What the exercise asks -
Look through the material below and count the lines with the string "wind". Report only the count.
****************************************
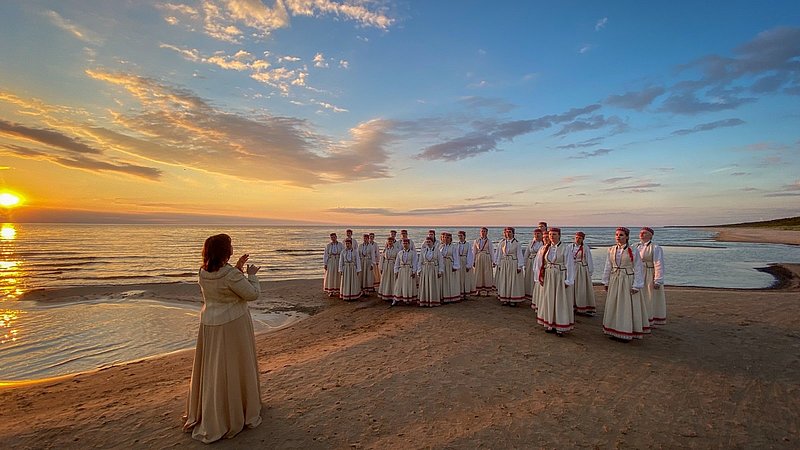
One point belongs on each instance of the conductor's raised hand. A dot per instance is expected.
(240, 263)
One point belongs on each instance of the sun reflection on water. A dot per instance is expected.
(8, 232)
(10, 269)
(7, 331)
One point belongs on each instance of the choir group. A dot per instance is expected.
(555, 277)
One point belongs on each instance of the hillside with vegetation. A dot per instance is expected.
(788, 223)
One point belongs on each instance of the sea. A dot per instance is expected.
(44, 340)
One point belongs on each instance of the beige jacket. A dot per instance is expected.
(225, 294)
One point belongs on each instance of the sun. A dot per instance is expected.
(8, 200)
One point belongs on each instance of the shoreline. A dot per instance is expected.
(756, 235)
(471, 375)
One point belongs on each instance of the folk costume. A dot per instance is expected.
(510, 280)
(556, 274)
(430, 269)
(625, 315)
(451, 285)
(366, 253)
(653, 264)
(406, 266)
(350, 270)
(386, 287)
(483, 250)
(330, 258)
(530, 275)
(582, 290)
(466, 260)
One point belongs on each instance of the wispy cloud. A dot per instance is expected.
(584, 155)
(615, 180)
(64, 150)
(582, 144)
(637, 100)
(767, 63)
(496, 104)
(173, 126)
(441, 211)
(593, 123)
(262, 70)
(487, 134)
(319, 61)
(234, 20)
(709, 126)
(75, 30)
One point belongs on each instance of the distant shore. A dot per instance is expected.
(757, 234)
(724, 372)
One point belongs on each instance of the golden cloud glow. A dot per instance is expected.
(9, 200)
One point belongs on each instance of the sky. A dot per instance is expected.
(377, 112)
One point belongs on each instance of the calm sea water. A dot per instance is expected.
(47, 255)
(40, 340)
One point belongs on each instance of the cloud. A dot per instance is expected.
(486, 135)
(47, 137)
(635, 100)
(80, 161)
(176, 127)
(582, 144)
(319, 61)
(496, 104)
(234, 20)
(75, 30)
(593, 123)
(688, 103)
(441, 211)
(615, 180)
(709, 126)
(644, 186)
(770, 59)
(261, 70)
(584, 155)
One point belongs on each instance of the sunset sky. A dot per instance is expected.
(400, 112)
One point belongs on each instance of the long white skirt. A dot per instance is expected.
(484, 277)
(430, 291)
(386, 287)
(367, 276)
(351, 283)
(625, 315)
(451, 286)
(466, 278)
(510, 282)
(332, 281)
(654, 299)
(405, 286)
(530, 278)
(555, 309)
(224, 393)
(583, 290)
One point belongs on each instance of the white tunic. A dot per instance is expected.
(583, 290)
(483, 250)
(655, 299)
(625, 315)
(555, 308)
(330, 258)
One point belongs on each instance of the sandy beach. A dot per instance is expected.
(770, 235)
(724, 373)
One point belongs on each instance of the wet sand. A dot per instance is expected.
(723, 373)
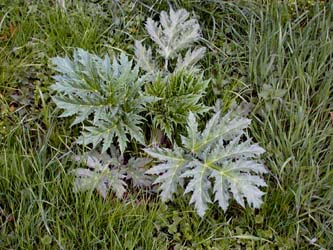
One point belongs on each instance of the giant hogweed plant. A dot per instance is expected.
(114, 102)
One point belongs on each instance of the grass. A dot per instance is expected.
(277, 58)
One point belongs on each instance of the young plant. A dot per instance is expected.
(216, 158)
(107, 172)
(107, 96)
(173, 74)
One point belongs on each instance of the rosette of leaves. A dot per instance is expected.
(213, 162)
(172, 70)
(178, 94)
(105, 95)
(109, 172)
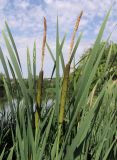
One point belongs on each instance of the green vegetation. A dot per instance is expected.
(80, 123)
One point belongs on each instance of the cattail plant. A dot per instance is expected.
(65, 84)
(40, 80)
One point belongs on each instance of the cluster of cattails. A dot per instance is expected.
(40, 80)
(65, 85)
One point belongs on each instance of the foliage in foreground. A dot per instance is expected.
(78, 126)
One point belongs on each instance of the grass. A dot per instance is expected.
(79, 126)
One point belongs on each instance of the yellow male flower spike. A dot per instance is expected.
(74, 33)
(44, 42)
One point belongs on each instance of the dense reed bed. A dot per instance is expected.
(80, 123)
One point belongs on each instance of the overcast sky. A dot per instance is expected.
(25, 19)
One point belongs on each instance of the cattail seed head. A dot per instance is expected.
(44, 42)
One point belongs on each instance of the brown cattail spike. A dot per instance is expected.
(44, 42)
(74, 33)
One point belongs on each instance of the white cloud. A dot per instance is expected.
(26, 22)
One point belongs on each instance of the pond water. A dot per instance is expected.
(4, 105)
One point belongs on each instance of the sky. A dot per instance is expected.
(25, 19)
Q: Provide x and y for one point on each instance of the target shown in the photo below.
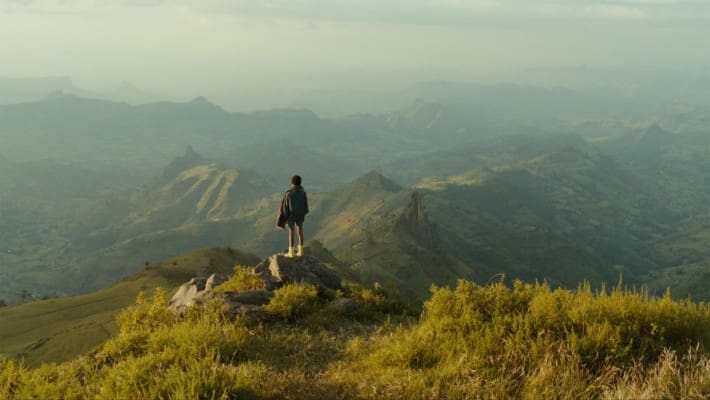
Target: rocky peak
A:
(274, 272)
(374, 180)
(188, 160)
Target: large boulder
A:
(275, 272)
(278, 270)
(186, 294)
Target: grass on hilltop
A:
(528, 341)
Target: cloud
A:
(439, 12)
(614, 11)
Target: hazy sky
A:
(214, 46)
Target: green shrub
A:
(472, 341)
(146, 315)
(293, 300)
(243, 279)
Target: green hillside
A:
(471, 341)
(59, 329)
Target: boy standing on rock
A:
(294, 208)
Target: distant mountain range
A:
(494, 195)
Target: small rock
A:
(277, 271)
(343, 306)
(215, 280)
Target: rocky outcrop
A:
(275, 272)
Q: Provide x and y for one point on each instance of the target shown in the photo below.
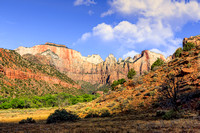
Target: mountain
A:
(155, 90)
(92, 68)
(20, 77)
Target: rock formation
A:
(192, 39)
(92, 68)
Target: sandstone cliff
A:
(192, 39)
(92, 68)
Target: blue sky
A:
(121, 27)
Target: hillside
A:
(91, 68)
(20, 77)
(149, 91)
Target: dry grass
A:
(124, 123)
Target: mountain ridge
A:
(92, 68)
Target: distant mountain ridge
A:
(92, 68)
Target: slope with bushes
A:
(146, 92)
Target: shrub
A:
(131, 73)
(28, 120)
(106, 113)
(61, 115)
(178, 52)
(171, 115)
(115, 83)
(188, 46)
(158, 62)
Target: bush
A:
(178, 52)
(28, 120)
(131, 73)
(106, 113)
(171, 115)
(188, 46)
(158, 62)
(61, 115)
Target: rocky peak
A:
(95, 59)
(119, 60)
(129, 59)
(192, 39)
(50, 53)
(53, 44)
(111, 59)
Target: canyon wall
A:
(92, 68)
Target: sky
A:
(120, 27)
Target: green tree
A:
(131, 73)
(158, 62)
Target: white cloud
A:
(109, 12)
(85, 36)
(104, 31)
(84, 2)
(130, 54)
(174, 13)
(156, 25)
(90, 12)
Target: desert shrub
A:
(28, 120)
(160, 113)
(141, 104)
(5, 105)
(188, 46)
(61, 115)
(131, 73)
(138, 94)
(140, 82)
(105, 113)
(171, 114)
(178, 52)
(17, 103)
(92, 114)
(145, 72)
(157, 63)
(189, 65)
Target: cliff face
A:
(92, 68)
(192, 39)
(13, 67)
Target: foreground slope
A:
(20, 77)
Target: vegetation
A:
(188, 46)
(117, 82)
(178, 52)
(131, 73)
(89, 88)
(28, 120)
(170, 90)
(157, 63)
(49, 100)
(61, 115)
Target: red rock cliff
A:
(78, 67)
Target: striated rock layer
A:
(92, 68)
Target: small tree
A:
(131, 73)
(158, 62)
(171, 88)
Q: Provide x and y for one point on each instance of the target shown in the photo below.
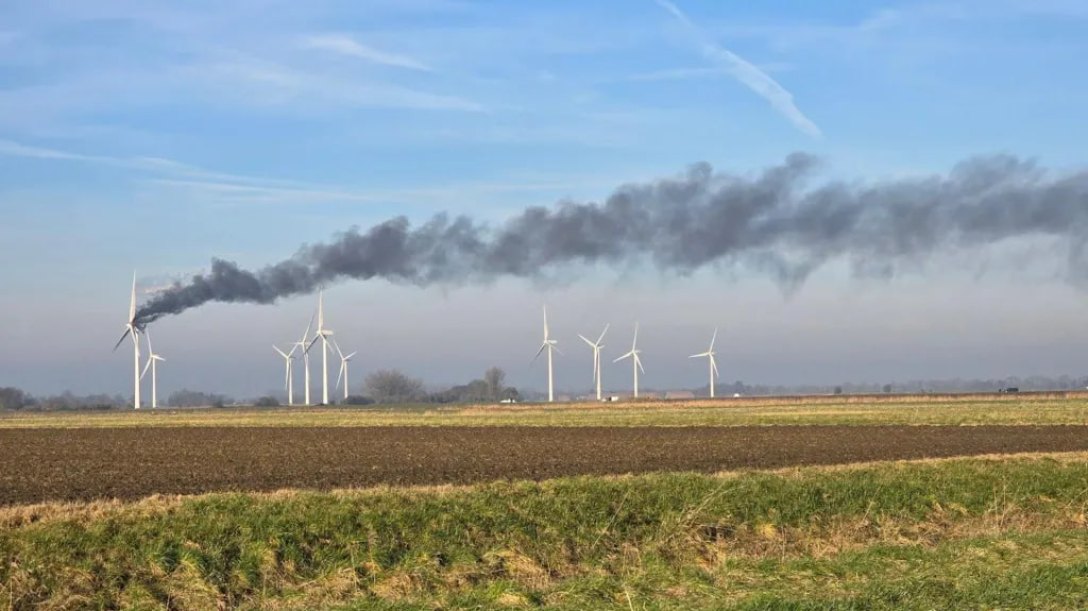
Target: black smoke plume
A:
(769, 222)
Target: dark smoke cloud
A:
(770, 222)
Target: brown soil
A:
(90, 463)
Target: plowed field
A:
(88, 463)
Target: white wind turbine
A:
(289, 373)
(134, 331)
(635, 361)
(709, 354)
(596, 358)
(323, 335)
(151, 360)
(343, 372)
(306, 357)
(549, 345)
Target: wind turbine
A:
(133, 329)
(549, 345)
(151, 359)
(322, 334)
(343, 372)
(709, 354)
(635, 361)
(596, 358)
(288, 375)
(306, 357)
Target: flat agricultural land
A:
(979, 533)
(1012, 409)
(126, 462)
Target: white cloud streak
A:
(344, 45)
(745, 73)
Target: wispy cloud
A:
(745, 72)
(223, 186)
(347, 46)
(149, 164)
(692, 73)
(270, 85)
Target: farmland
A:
(820, 502)
(88, 463)
(1042, 408)
(980, 533)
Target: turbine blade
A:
(132, 302)
(603, 334)
(310, 324)
(123, 336)
(543, 346)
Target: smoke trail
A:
(769, 222)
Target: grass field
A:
(1052, 408)
(984, 533)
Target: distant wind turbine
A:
(289, 373)
(306, 357)
(134, 331)
(323, 335)
(549, 345)
(635, 361)
(596, 358)
(151, 360)
(343, 372)
(709, 354)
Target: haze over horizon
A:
(150, 136)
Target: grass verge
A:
(1071, 408)
(963, 533)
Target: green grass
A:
(947, 410)
(956, 534)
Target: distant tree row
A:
(17, 399)
(392, 386)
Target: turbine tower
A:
(151, 360)
(343, 372)
(549, 345)
(289, 374)
(306, 357)
(134, 331)
(709, 354)
(323, 335)
(596, 358)
(635, 361)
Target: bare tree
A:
(494, 377)
(391, 386)
(13, 399)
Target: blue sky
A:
****************************************
Your response -
3